=== Supplied passage ===

Around 1930, the western plastics processing center emerged around Kierspe, Lüdenscheid and Schalksmühle. The largest company based in Kierspe, Dr. Deisting GmbH, became famous for its pachyderm rotary switches and sockets, which still work in many cellars today. Since 2003, several thousand exhibits have been presented in a changing exhibition in the Bakelite Museum - unique in Germany. On display are products from the early days up to about 1965. From the kitchen appliance to the bicycle handle, from the light switch to the Laterna Magica, from the Volksempfänger to the ashtray and from the hair dryer to the typewriter, one can always discover interesting things from the early days of Duroplast.
Conversely, there is also amazement, e.g. at a telephone with a rotary dial, and that in the age of cell phones! Here, industrial history is conveyed in its purest form and the development of Kierspe into a location for the modern plastics, metal and electrical industries is explained.

=== Required actions ===
**1)** For each statement, answer yes or no on whether it agrees with the Bakelite Museum text, and quote the deciding words. (a) The museum has presented exhibits since 2003. (b) The museum displays products from the early days up to about 1980. (c) Dr. Deisting GmbH was the largest company based in Lüdenscheid.
**2)** Please write the next part of the Bakelite Museum text, picking up after its final sentence.
The entries after this point come from a different source.

=== Data supplied ===
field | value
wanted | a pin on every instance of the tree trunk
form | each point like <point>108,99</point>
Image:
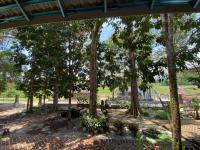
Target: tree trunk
<point>93,69</point>
<point>40,101</point>
<point>55,99</point>
<point>197,115</point>
<point>27,106</point>
<point>69,107</point>
<point>113,94</point>
<point>134,86</point>
<point>31,102</point>
<point>171,59</point>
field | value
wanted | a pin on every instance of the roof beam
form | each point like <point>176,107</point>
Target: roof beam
<point>22,10</point>
<point>105,6</point>
<point>196,3</point>
<point>61,8</point>
<point>152,4</point>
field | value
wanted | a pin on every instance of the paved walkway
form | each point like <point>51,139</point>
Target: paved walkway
<point>41,142</point>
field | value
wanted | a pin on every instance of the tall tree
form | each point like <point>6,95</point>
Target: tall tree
<point>171,61</point>
<point>95,27</point>
<point>134,37</point>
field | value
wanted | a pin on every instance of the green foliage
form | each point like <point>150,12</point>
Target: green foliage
<point>124,103</point>
<point>6,69</point>
<point>161,115</point>
<point>95,125</point>
<point>196,104</point>
<point>119,126</point>
<point>151,132</point>
<point>82,98</point>
<point>12,93</point>
<point>145,114</point>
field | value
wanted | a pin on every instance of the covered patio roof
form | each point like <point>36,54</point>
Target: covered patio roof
<point>15,13</point>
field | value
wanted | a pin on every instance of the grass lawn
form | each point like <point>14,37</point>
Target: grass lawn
<point>11,99</point>
<point>188,90</point>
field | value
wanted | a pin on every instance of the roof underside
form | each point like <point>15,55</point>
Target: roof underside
<point>14,13</point>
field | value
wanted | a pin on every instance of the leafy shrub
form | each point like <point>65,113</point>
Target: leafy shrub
<point>134,128</point>
<point>119,126</point>
<point>161,115</point>
<point>95,125</point>
<point>196,106</point>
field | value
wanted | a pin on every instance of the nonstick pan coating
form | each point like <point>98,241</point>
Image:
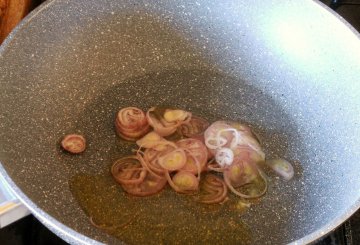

=== Task results ===
**1)**
(a) Yes: "Since 2003, several thousand exhibits have been presented in a changing exhibition in the Bakelite Museum"
(b) No: "On display are products from the early days up to about 1965."
(c) No: "The largest company based in Kierspe, Dr. Deisting GmbH"

**2)**
A visit is worthwhile!
The Bakelitmuseum in Kierspe is dedicated to the world's first industrially produced plastic. Its inventor was Dr. Leo Hendrik Baekeland, who was born in Ghent, Belgium. After a study trip to the USA in 1889, he settled in Yonkers. First he invented the velox paper, which was needed for photography. He was unexpectedly able to sell this invention to Eastman Kodak for $1 million. With this money, Naekeland, a chemist by training, was able to develop Bakelite, a material consisting of phenol and formaldehyde, between 1905 and 1907, and applied for a patent for it in the same year. The Bakelite brand is still one of the strongest in plastics today and enjoys iconic status worldwide. The thermoset material features good dimensional stability, heat resistance and excellent insulating properties, and has been called the stuff of a thousand things. It replaced shellac and porcelain, revolutionizing everyday culture.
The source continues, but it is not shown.